About this exercise: Would you please transcribe the records below from the line with "vegetation on slope" through their final line, exactly and with no other lines?

Available data:
┌──
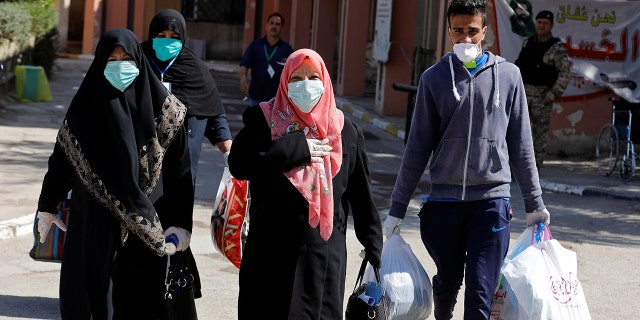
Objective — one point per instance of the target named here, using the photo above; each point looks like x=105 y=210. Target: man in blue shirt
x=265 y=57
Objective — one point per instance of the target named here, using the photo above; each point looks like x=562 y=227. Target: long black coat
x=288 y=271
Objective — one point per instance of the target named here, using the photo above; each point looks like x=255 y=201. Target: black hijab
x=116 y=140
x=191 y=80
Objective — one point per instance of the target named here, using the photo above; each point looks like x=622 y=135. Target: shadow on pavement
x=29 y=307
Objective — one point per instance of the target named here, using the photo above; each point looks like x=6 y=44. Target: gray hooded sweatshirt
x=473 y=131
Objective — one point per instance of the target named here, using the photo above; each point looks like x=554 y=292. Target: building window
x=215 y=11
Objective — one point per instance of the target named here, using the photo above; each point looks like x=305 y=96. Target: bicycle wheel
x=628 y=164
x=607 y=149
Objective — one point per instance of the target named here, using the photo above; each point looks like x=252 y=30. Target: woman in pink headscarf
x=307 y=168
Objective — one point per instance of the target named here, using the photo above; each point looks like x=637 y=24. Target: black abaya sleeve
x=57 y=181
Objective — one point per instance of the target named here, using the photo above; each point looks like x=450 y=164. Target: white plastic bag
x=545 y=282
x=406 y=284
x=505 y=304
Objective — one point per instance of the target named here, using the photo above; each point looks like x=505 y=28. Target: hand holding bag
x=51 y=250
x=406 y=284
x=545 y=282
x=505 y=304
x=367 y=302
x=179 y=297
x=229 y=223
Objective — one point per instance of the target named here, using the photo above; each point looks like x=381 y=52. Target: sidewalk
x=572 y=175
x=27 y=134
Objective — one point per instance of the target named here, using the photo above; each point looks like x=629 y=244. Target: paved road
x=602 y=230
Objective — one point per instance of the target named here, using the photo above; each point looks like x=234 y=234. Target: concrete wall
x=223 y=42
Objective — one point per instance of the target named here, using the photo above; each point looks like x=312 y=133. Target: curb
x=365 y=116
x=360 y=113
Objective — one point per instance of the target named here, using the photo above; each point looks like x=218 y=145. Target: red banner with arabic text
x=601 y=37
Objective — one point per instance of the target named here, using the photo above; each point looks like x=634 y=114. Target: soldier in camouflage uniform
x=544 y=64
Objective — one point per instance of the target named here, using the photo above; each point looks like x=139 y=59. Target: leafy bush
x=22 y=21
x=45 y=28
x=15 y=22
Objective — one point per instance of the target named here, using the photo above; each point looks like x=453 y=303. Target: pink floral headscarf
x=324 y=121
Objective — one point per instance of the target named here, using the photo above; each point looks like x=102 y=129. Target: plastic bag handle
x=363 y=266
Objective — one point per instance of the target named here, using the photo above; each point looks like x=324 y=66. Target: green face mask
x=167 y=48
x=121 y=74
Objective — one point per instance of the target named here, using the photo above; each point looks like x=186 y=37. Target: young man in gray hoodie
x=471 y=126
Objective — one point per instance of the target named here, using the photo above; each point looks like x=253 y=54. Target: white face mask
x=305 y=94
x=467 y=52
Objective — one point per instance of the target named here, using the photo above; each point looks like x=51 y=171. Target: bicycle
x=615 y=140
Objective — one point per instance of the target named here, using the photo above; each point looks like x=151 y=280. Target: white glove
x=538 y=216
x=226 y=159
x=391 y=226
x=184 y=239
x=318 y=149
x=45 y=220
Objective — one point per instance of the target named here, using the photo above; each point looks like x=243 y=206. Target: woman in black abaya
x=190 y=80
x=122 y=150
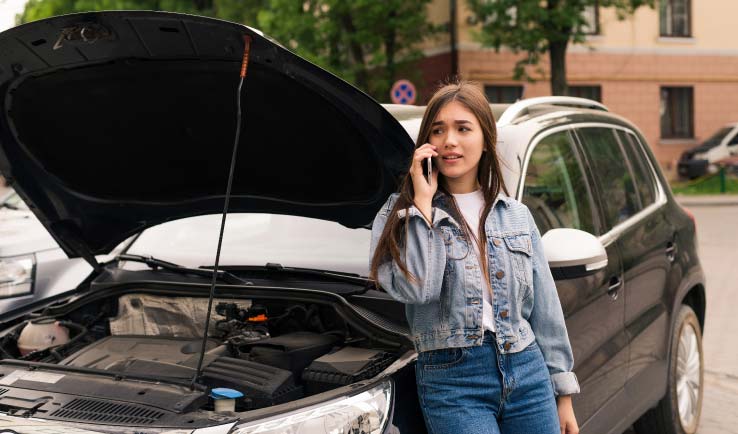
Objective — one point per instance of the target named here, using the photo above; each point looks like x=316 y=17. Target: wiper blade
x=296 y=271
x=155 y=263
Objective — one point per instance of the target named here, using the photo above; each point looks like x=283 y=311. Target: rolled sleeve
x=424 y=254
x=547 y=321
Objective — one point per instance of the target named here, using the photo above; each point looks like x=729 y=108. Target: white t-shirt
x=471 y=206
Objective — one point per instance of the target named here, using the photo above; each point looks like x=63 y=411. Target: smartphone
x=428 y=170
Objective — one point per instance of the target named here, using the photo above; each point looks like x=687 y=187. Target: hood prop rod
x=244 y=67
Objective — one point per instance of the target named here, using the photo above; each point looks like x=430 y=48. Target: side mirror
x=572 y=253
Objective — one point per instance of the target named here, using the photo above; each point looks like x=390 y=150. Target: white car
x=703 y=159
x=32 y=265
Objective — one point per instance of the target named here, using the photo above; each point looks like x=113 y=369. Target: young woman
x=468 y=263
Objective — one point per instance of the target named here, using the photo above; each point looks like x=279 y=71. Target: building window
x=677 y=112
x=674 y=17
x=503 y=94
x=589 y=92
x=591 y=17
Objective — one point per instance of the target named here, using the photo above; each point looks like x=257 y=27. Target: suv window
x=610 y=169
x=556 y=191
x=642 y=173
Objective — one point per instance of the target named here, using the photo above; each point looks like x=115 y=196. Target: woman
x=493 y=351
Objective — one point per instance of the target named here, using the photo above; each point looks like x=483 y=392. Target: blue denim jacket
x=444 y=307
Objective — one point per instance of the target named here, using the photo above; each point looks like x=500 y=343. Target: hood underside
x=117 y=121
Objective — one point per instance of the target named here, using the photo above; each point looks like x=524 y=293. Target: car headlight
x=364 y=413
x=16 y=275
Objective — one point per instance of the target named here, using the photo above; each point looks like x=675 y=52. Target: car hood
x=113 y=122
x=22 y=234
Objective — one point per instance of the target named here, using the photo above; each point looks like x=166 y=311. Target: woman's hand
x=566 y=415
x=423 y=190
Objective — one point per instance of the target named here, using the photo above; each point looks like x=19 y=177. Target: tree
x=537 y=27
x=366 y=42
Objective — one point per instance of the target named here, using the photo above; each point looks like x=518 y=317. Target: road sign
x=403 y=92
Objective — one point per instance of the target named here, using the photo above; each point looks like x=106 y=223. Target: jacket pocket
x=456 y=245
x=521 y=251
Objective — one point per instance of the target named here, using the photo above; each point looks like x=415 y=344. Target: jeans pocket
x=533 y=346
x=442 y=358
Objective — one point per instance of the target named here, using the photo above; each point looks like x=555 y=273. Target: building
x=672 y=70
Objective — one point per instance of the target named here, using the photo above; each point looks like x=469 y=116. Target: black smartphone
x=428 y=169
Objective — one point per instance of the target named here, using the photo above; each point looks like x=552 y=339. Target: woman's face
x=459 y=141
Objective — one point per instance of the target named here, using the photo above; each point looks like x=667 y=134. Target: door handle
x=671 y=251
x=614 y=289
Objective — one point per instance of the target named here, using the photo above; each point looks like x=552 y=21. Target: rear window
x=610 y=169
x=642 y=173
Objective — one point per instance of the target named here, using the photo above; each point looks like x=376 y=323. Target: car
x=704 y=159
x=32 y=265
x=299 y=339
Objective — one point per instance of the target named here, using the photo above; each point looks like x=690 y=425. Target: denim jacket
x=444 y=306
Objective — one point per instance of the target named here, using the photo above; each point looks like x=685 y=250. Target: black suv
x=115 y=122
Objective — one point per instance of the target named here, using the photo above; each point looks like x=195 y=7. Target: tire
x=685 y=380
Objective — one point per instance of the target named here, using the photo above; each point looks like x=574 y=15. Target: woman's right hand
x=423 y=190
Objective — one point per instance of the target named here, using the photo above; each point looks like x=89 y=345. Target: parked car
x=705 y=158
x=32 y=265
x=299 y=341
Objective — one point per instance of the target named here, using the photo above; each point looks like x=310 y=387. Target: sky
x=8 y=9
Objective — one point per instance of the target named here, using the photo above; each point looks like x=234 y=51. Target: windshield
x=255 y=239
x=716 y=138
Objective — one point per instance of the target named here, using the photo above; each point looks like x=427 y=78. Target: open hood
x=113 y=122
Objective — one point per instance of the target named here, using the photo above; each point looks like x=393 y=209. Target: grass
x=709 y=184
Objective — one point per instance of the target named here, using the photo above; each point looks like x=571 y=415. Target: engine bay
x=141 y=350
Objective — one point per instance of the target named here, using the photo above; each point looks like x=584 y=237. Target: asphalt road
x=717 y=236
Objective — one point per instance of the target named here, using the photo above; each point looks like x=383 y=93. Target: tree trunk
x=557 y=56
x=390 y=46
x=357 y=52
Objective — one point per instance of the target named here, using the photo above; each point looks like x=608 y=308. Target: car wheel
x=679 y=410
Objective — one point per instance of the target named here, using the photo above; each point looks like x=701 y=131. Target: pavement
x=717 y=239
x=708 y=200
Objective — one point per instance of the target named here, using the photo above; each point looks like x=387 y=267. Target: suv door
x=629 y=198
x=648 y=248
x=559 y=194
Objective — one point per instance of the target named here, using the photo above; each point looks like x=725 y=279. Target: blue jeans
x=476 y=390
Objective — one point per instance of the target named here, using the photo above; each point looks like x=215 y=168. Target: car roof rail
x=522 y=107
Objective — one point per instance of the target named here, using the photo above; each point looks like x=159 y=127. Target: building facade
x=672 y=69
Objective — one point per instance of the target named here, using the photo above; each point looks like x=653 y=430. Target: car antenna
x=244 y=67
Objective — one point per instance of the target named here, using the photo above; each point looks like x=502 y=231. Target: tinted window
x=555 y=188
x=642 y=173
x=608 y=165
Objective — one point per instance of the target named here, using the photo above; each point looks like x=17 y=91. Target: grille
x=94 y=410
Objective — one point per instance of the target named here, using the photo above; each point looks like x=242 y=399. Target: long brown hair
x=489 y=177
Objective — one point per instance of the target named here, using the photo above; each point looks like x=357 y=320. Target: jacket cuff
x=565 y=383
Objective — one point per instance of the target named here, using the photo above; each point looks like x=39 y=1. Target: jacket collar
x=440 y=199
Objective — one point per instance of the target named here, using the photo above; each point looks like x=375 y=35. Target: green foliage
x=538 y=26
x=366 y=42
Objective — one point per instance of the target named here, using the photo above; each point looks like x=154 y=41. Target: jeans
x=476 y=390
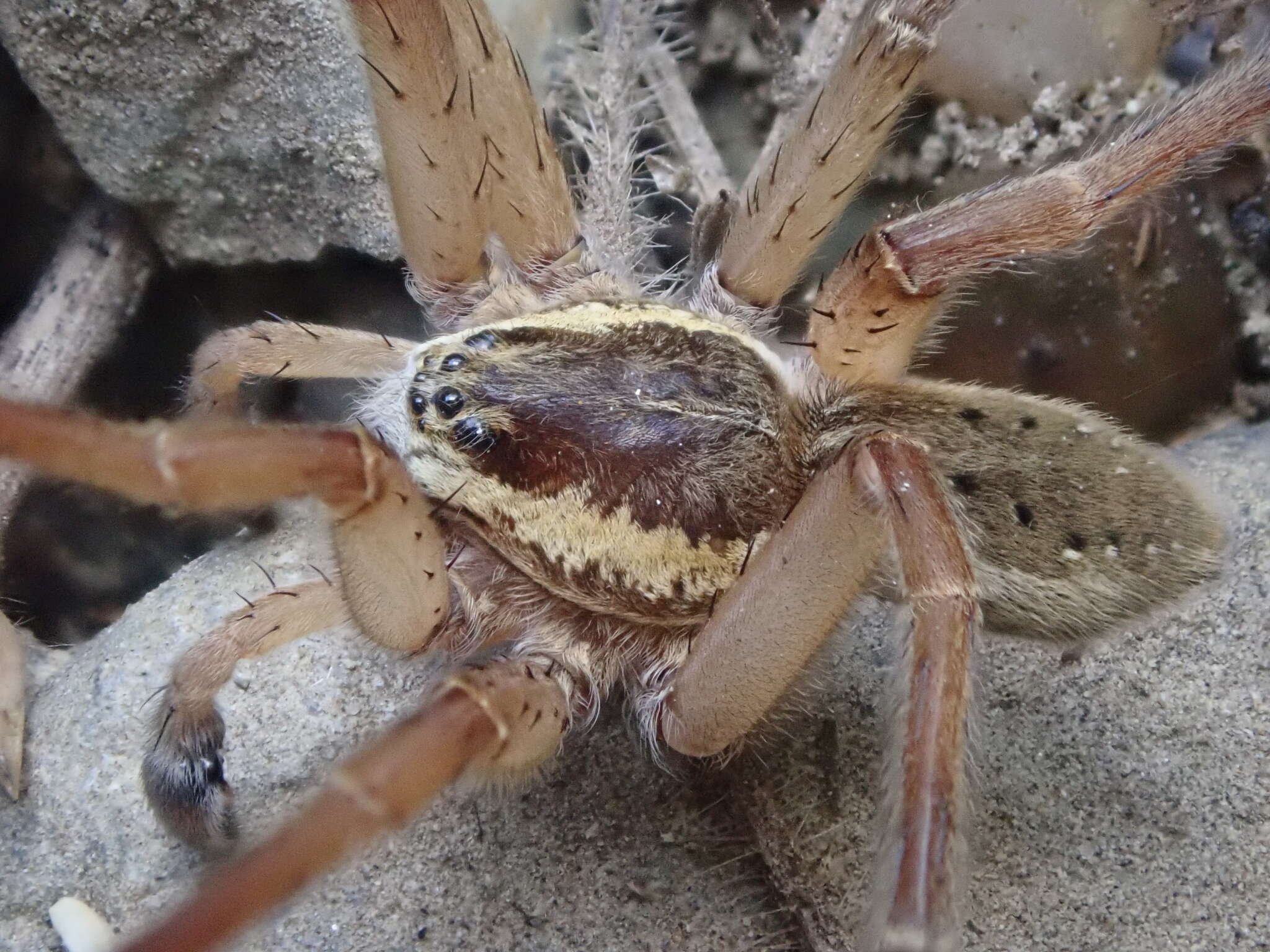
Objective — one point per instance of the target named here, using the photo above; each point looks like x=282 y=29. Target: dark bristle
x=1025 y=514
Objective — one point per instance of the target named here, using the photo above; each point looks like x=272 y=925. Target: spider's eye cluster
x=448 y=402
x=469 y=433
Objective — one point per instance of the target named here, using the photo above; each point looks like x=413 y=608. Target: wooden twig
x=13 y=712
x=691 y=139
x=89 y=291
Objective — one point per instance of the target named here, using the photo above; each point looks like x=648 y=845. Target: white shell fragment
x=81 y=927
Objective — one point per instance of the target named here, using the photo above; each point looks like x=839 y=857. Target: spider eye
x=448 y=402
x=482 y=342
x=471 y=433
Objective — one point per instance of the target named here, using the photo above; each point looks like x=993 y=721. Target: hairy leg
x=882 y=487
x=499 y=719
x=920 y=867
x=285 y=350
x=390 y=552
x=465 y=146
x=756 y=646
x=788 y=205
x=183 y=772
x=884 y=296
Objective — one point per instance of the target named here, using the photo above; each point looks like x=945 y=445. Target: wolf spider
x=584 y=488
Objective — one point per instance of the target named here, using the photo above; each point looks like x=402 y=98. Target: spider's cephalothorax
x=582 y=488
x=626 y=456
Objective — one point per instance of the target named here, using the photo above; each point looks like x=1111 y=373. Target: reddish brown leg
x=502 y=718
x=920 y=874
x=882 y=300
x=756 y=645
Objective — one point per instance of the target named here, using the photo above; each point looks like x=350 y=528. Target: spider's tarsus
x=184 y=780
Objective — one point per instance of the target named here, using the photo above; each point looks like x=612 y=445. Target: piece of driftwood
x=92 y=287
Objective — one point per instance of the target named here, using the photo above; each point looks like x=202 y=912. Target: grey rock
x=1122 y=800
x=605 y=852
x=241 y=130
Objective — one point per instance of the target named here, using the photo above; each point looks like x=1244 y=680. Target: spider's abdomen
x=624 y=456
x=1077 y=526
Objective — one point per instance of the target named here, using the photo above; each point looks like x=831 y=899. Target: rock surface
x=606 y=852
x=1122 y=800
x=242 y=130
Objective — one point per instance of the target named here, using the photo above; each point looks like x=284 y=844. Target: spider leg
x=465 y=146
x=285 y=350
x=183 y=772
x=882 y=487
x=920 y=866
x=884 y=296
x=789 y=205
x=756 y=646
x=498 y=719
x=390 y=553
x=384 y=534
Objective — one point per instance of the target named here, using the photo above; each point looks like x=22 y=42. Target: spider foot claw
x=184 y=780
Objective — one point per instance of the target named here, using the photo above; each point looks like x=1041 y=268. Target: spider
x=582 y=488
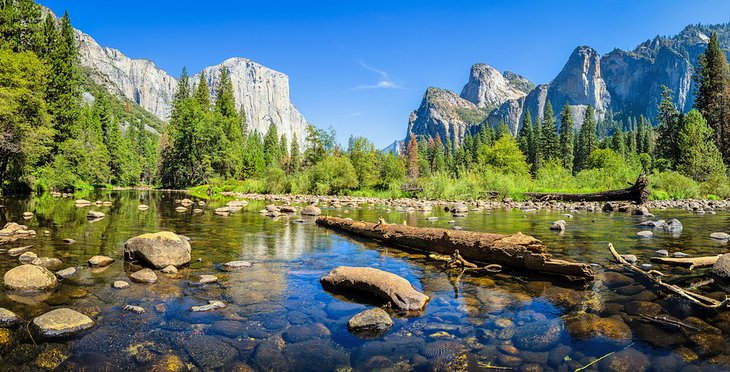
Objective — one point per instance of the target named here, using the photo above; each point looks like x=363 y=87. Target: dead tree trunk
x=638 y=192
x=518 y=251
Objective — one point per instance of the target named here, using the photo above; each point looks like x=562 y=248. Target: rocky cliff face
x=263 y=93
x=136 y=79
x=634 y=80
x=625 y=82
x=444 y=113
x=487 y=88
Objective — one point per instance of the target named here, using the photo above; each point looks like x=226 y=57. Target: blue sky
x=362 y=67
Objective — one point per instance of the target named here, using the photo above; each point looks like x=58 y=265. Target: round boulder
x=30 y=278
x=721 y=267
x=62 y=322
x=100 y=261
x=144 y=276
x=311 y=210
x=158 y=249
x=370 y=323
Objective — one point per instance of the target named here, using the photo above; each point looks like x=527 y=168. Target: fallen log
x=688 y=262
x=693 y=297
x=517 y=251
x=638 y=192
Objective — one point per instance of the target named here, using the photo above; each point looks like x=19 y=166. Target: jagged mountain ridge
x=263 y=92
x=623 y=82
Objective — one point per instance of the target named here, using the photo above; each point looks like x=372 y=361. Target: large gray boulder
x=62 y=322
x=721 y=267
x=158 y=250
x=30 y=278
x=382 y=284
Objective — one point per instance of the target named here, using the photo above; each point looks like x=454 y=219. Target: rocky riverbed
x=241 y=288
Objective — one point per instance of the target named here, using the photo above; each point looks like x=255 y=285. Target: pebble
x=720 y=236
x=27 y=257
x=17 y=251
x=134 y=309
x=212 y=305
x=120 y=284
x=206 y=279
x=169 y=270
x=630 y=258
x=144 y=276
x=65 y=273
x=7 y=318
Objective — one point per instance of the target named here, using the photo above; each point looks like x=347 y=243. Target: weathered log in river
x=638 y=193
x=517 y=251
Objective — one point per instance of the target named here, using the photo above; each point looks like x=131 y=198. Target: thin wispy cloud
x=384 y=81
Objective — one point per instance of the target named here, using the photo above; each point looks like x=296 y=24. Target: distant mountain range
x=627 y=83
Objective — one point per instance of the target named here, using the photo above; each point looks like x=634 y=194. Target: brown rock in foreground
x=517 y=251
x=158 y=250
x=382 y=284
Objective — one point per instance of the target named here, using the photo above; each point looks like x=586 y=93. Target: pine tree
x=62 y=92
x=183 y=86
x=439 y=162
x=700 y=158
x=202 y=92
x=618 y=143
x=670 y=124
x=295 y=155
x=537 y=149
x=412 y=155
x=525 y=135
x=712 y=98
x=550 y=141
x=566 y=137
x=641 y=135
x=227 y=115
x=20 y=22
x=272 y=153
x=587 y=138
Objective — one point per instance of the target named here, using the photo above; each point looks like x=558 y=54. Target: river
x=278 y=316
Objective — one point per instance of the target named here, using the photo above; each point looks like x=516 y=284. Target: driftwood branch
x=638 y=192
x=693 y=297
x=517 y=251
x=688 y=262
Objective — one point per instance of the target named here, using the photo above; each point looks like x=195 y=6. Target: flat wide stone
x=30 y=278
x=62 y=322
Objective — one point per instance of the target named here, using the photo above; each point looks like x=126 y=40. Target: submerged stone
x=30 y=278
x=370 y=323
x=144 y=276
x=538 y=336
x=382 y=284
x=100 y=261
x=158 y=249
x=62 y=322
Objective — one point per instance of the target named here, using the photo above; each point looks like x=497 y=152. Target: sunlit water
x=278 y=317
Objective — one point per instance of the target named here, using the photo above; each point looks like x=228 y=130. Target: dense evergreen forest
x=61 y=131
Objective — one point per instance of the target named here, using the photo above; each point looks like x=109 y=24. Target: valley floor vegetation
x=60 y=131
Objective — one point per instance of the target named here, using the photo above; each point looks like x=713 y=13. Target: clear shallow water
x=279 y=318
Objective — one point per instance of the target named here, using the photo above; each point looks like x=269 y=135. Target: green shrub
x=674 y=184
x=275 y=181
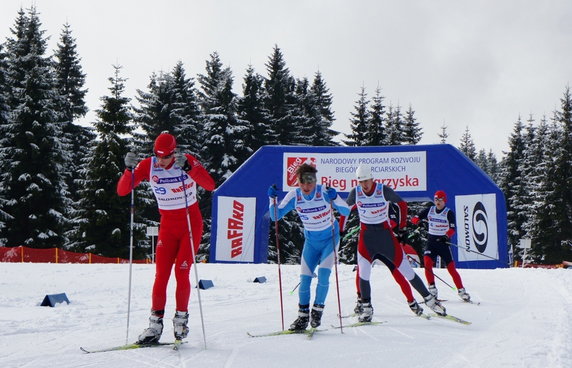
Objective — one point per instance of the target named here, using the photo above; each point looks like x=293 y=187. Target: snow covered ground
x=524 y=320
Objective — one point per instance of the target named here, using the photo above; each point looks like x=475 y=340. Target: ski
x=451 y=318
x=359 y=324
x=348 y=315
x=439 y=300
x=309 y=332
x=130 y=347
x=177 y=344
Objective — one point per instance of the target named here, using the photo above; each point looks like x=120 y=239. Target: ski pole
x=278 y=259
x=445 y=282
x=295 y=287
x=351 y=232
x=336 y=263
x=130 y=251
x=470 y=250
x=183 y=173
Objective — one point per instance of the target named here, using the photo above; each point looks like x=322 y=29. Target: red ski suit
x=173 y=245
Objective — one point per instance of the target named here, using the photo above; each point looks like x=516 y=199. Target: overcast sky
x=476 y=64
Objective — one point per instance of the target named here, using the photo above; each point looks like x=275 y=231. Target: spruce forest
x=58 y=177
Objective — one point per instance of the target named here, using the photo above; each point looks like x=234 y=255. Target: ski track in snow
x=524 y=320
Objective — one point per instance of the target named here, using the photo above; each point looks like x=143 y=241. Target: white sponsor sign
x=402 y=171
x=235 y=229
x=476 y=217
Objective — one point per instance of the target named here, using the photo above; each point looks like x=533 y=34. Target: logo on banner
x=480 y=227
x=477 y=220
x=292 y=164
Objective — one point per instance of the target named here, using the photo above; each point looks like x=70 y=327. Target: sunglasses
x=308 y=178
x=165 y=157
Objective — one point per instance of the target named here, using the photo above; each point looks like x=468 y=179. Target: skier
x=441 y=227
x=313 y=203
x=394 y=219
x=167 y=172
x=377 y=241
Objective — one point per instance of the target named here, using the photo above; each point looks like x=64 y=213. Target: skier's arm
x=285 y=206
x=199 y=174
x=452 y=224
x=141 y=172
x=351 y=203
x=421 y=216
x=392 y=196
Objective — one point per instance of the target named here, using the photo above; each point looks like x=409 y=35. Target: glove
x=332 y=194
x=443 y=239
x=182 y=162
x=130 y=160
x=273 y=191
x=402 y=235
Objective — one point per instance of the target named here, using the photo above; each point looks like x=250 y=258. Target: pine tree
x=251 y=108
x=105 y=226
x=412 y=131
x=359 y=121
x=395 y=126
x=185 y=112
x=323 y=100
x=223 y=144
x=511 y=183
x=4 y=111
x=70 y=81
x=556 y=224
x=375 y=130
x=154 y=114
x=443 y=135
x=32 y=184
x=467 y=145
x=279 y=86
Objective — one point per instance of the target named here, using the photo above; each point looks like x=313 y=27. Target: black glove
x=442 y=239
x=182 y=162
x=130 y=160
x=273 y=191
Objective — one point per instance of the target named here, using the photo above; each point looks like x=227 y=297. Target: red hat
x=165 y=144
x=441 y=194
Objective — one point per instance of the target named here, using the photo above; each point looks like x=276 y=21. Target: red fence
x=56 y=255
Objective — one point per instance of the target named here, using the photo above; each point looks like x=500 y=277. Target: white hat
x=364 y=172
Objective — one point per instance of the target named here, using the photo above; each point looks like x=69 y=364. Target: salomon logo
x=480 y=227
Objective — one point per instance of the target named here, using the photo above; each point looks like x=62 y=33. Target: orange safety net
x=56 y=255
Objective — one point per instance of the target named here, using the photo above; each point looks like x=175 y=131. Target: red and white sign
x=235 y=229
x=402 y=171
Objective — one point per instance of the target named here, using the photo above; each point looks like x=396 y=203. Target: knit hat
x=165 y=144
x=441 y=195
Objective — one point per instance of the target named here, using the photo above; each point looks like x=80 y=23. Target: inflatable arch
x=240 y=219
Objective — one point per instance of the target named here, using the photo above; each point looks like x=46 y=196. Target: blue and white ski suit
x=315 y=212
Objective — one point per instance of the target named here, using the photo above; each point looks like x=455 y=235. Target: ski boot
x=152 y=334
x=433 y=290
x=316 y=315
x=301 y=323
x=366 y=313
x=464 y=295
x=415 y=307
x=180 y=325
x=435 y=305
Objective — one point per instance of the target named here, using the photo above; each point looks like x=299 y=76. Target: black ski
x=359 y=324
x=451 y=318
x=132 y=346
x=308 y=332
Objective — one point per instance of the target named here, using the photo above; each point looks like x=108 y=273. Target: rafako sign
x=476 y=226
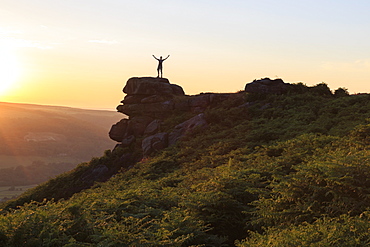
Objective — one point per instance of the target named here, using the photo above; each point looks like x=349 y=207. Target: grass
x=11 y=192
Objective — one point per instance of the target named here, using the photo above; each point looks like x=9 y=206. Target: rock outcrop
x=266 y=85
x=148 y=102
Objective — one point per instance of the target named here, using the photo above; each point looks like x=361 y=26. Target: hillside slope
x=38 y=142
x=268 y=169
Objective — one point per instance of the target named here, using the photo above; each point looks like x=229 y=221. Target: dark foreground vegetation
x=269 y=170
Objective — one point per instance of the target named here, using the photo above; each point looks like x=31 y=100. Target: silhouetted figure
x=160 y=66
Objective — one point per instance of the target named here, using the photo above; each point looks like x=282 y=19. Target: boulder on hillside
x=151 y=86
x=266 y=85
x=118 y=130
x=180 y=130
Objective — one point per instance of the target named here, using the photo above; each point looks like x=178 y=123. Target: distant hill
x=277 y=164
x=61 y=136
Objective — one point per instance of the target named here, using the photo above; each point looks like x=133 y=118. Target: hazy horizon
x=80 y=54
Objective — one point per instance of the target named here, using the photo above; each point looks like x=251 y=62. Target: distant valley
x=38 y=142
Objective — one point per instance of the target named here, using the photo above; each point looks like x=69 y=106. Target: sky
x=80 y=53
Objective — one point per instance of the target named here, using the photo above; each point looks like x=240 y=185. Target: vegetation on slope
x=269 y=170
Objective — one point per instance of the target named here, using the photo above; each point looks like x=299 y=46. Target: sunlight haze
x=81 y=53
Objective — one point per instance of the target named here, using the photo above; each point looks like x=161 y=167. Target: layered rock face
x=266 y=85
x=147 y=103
└──
Answer box:
Objective — one point per instance of the target named here, using the photo above; each point looks like x=240 y=185. Target: vegetation on slope
x=269 y=170
Objective — one point per instance of the target named here, using the photo above; each point looks like x=299 y=46. Target: sunlight haze
x=81 y=53
Objective — one point per instance of the target named here, using the photo above; each point looks like x=161 y=167. Target: layered rock face
x=266 y=85
x=147 y=103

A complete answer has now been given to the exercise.